Passage du document:
▽

En commençant l’examen des originaux, j’ai observé qu’au delà des procédés employées dans le dessin de cette époque (le lavis, les lumières obtenues en grattant l’encre sèche sur le papier, les ombres incorporées en étalant des pigments secs et l’emploi de pochoirs de papier découpé) d’autres spécialement significatives de sa façon très particulière de travailler étaient inconnues et n’apparaissaient pas identifiées sur les fiches techniques des publications sur le sujet.

En essayant d’approfondir l’étude de ces différents genres de techniques, j’ai vérifié que les systèmes d’études traditionnels (observation directe de l’oeuvre, emploi de la loupe, etc.) étaient insuffisants pour vérifier les interrogations essentielles qui se posaient par rapport aux procédés et aux différents matériaux utilisés. Il a fallu donc chercher d’autres systèmes d’études complémentaires à ceux traditionnellement utilisés. Dans ce sens, l’étude que je vous présente apporte plusieurs nouveautés par rapport à celles qui ont été menées jusqu’à présent autour de l’oeuvre graphique de Victor Hugo, et propose aussi une nouvelle méthode de recherche pour le dépistage de procédés techniques complexes dans les œuvres d’art.

 

 

Le cadre de la recherche, ses objectifs et les moyens utilisés

 

Cette étude, portée à terme du point de vue de l’artiste, est axée sur les dessins de paysage de Victor Hugo, elle englobe une période de 42 ans (de 1834 à 1876).

 

Objectifs

Les objectifs du travail se centrent autour de trois points :

1er)  L’étude spécifique des matériaux et des procédés techniques employés par Hugo sur un ensemble représentatif de ses oeuvres, en cherchant à identifier les procédés qui jusqu’ici étaient restées inconnus.

2º) La déduction, dans la mesure du possible, de la relation qui peut exister entre les procédés techniques et les intentions expressives qui ont pu déterminer leur choix et la façon dont ils furent employées.

△

Extrait des données:

▽

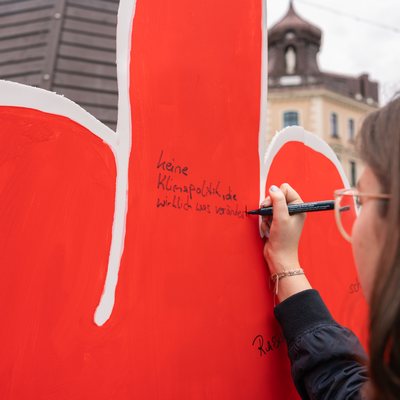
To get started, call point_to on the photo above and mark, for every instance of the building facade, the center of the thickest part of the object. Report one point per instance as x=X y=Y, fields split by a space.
x=332 y=106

△

Consigne:
D'après le passage sur les dessins de paysage de Victor Hugo, quelle période l'étude englobe-t-elle ?

Corrigé de l'exercice:
Une période de 42 ans, de 1834 à 1876.